WHAT YOU ARE ASKED TO DO: Which of the rows below contain the string "wooden"? Report each of those rows in full, and treat uppercase and lowercase letters as different.

MATERIAL:
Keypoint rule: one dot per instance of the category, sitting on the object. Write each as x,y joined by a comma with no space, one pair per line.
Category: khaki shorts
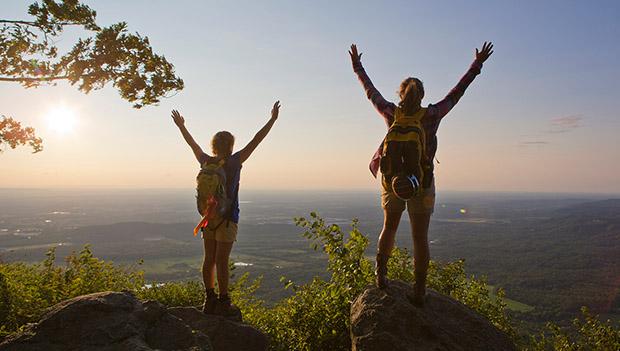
226,231
423,202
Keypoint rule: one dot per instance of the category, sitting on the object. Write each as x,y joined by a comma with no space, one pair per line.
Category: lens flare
62,119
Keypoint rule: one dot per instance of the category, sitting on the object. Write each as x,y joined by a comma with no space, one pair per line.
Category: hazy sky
542,116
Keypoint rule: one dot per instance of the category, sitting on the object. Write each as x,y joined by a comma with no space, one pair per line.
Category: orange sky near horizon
526,124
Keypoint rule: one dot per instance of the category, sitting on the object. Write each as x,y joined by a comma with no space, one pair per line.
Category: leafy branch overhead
29,55
13,134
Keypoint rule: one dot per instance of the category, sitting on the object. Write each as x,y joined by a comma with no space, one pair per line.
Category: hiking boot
419,289
224,307
210,303
381,271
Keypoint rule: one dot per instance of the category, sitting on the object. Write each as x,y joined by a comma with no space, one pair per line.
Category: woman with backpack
218,203
406,162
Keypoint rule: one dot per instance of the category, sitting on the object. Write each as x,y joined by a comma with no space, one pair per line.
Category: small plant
585,333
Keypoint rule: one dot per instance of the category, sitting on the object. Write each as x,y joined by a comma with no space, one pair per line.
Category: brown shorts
424,202
226,231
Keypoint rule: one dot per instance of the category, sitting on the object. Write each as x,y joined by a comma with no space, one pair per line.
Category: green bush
585,333
316,316
27,290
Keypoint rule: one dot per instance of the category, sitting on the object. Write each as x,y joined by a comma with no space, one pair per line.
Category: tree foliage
585,333
13,134
314,317
30,56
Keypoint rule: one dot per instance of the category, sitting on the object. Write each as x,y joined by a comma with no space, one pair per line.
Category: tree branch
34,24
32,79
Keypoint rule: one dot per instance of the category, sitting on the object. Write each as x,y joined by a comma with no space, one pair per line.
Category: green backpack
211,198
404,150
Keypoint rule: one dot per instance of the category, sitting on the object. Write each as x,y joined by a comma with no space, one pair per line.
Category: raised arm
444,106
180,122
384,107
245,153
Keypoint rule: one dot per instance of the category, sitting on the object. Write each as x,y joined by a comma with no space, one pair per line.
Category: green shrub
316,316
585,333
27,290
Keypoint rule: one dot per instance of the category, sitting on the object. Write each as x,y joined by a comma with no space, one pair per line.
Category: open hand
487,50
275,110
177,118
355,57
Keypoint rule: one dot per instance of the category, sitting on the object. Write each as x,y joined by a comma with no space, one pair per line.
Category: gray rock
388,320
112,321
226,334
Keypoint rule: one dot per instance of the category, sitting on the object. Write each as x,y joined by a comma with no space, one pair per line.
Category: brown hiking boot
224,307
381,270
210,303
419,289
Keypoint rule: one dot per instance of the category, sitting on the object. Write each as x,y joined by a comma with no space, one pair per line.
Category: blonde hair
411,92
222,143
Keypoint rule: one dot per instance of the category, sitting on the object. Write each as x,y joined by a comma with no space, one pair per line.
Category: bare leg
208,265
386,238
222,255
421,253
385,246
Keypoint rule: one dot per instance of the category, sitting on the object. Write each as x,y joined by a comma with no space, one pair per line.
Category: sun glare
62,119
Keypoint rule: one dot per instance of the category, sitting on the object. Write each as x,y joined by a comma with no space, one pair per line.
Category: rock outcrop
225,334
112,321
388,320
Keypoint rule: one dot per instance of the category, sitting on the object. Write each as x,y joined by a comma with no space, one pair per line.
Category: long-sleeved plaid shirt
430,121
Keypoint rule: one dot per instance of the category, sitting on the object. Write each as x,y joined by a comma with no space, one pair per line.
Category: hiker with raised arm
218,204
405,159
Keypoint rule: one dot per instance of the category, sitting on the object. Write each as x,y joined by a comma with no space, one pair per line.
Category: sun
62,119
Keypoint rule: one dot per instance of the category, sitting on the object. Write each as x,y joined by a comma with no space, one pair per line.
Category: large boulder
111,321
226,334
388,320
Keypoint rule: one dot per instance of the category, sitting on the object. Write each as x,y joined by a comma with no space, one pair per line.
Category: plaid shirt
430,121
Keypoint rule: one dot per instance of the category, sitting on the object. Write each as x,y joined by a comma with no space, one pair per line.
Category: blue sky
542,116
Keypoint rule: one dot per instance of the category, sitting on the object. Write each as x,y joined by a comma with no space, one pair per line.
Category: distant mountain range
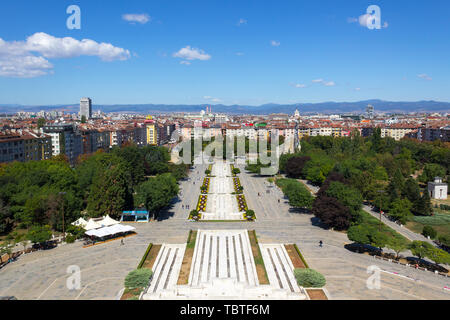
322,107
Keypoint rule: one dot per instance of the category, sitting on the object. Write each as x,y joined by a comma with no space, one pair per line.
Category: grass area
374,222
131,294
147,262
316,294
183,277
257,256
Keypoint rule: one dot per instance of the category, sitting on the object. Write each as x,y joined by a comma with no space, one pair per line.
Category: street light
64,233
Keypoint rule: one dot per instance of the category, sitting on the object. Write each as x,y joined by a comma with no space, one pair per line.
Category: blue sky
229,52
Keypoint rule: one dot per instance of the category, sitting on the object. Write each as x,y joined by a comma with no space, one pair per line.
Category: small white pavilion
438,189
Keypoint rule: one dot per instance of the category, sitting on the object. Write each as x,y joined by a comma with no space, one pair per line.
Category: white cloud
325,83
142,18
298,85
28,59
52,47
364,20
425,77
212,99
189,53
274,43
241,22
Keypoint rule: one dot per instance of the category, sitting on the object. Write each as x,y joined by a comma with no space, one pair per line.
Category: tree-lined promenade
39,195
387,173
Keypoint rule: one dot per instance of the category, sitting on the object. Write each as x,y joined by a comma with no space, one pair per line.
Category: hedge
145,256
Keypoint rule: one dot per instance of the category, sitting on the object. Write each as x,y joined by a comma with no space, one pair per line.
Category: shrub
428,231
309,278
138,278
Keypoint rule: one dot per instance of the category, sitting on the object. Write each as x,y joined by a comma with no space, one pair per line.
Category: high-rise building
370,111
86,108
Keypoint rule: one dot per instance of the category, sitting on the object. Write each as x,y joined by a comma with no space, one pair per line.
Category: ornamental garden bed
183,277
201,205
237,186
316,294
242,204
205,186
257,256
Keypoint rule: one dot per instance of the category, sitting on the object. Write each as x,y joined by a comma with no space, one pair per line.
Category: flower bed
237,185
242,204
205,185
201,205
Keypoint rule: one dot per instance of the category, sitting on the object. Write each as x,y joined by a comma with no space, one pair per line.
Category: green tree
348,196
41,122
138,279
420,249
299,196
397,245
109,193
400,210
309,278
439,256
428,231
39,234
157,193
430,171
423,206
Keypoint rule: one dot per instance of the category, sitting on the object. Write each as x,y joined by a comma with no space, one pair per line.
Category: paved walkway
400,229
43,274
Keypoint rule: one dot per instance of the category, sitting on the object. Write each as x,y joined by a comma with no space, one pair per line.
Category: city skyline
217,53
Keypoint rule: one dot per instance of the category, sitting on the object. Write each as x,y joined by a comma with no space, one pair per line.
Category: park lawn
369,220
441,226
131,294
183,277
257,256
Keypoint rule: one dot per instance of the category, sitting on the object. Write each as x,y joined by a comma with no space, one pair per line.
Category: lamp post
64,233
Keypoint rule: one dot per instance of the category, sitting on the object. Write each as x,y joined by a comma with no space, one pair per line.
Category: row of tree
38,193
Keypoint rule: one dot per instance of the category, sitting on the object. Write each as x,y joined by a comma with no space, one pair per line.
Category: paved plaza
43,275
223,268
221,204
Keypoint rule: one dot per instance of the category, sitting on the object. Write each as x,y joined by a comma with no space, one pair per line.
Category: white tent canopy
108,221
107,231
91,225
80,223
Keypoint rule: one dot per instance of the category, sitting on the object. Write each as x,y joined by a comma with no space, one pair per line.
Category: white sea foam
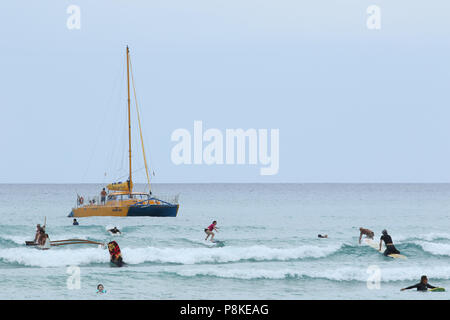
54,257
336,274
61,257
442,249
224,254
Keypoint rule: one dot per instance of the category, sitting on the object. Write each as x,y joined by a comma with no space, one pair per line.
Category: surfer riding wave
390,248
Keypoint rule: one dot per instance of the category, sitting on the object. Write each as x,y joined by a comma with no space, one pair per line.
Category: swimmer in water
423,285
390,248
368,233
210,229
115,230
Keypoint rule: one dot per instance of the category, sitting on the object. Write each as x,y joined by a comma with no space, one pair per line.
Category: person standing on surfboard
210,229
390,248
423,285
368,233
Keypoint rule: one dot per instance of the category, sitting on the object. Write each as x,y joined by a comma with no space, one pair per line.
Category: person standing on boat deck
210,229
103,196
390,248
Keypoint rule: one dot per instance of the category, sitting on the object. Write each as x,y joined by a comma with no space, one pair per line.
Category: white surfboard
376,246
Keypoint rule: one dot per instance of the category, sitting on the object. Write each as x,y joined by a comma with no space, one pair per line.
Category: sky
351,104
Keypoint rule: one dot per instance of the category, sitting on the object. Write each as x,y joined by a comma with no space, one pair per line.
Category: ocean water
269,246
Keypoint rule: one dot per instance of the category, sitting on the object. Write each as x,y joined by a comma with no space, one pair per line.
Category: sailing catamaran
121,200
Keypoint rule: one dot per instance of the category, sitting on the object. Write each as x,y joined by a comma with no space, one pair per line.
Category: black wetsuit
390,249
421,286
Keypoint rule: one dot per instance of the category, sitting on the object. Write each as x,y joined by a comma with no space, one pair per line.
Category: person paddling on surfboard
423,285
210,229
390,248
115,230
368,233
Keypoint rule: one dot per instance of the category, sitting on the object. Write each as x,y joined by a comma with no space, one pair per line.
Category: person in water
38,233
101,289
210,229
103,196
423,285
390,248
368,233
41,238
47,243
114,230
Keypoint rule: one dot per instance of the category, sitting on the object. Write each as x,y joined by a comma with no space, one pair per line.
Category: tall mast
130,185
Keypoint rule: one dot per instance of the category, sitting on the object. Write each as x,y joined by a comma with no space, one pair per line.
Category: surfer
116,255
38,232
423,285
46,242
390,248
210,229
103,196
367,232
101,289
115,230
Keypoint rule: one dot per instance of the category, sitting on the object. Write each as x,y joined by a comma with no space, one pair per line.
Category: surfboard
376,246
214,243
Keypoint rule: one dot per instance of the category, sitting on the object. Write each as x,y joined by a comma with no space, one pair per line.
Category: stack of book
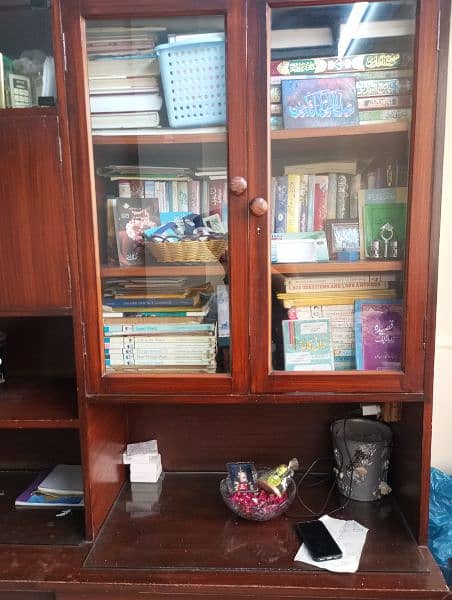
124,77
328,92
155,326
153,196
334,298
309,194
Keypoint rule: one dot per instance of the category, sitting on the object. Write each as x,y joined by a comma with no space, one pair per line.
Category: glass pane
27,70
158,114
341,94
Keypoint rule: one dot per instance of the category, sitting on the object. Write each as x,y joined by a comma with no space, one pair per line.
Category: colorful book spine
157,302
341,317
388,114
275,94
384,102
281,204
304,184
293,203
308,345
360,62
378,334
383,87
332,192
342,197
355,186
357,281
311,199
217,196
194,196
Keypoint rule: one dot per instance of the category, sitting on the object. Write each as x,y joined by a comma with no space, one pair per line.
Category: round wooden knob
258,207
238,185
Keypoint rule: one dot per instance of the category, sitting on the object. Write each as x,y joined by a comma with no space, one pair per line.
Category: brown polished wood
238,185
38,403
201,422
32,222
360,266
333,132
258,207
87,224
161,136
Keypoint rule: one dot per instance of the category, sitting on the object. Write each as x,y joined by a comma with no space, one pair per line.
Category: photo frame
242,477
342,234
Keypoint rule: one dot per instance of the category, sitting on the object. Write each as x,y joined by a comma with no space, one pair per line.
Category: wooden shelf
320,132
361,266
166,270
162,136
34,111
34,526
173,136
184,542
38,404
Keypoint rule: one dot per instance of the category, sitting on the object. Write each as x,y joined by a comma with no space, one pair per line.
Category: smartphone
318,540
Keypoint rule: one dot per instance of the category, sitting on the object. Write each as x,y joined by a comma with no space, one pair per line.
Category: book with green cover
376,216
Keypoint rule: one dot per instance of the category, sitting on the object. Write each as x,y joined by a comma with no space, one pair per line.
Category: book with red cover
320,201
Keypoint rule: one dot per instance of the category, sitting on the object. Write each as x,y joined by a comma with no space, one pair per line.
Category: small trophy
386,247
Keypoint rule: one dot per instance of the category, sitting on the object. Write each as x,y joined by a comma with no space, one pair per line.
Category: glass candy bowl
258,506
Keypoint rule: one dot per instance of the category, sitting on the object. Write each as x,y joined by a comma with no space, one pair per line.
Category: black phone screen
318,540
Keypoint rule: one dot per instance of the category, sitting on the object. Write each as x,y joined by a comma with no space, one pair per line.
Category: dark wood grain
40,403
35,449
177,522
104,472
32,223
205,438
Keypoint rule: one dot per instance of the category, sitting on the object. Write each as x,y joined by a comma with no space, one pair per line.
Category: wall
442,412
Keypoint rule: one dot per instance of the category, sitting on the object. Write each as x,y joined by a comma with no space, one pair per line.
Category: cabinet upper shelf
205,136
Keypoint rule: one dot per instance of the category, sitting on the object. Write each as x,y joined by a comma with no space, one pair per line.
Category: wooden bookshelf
162,136
361,266
174,136
166,270
33,403
336,132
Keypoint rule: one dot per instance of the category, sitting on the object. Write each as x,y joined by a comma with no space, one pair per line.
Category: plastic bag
440,521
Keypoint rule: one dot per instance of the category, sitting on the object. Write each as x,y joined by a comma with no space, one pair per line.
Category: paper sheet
350,537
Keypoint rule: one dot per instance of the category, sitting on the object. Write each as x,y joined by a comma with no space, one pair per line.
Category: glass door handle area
258,207
238,185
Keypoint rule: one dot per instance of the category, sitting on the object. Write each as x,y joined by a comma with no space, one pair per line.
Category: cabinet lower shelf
38,526
34,403
191,529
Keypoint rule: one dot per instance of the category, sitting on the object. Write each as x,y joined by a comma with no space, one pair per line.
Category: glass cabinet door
160,128
341,190
27,69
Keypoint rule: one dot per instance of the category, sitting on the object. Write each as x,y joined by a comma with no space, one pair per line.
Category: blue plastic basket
194,83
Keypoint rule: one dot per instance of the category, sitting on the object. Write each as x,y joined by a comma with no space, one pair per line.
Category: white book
125,102
63,480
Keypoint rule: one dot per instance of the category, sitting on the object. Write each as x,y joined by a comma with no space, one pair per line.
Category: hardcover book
378,334
319,102
341,317
132,217
359,62
377,216
383,87
308,345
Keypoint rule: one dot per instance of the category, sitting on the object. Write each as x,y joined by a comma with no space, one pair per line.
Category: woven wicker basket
187,250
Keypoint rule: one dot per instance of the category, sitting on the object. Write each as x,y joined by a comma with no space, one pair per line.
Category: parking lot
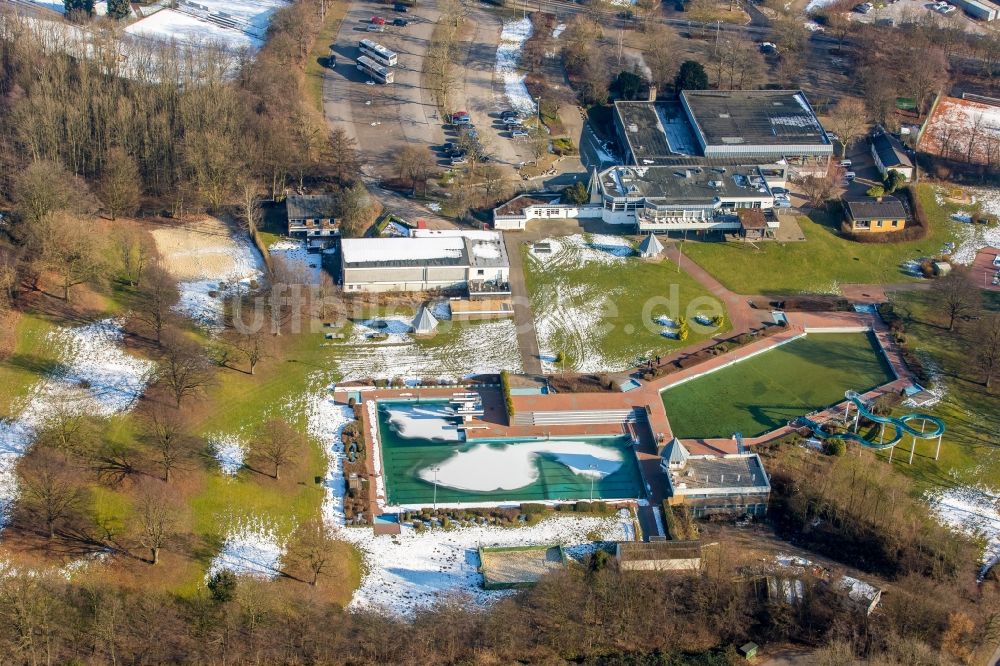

TASK RESPONSE:
Category: round wooden knob
Category: wooden shelf
Category: wooden bookshelf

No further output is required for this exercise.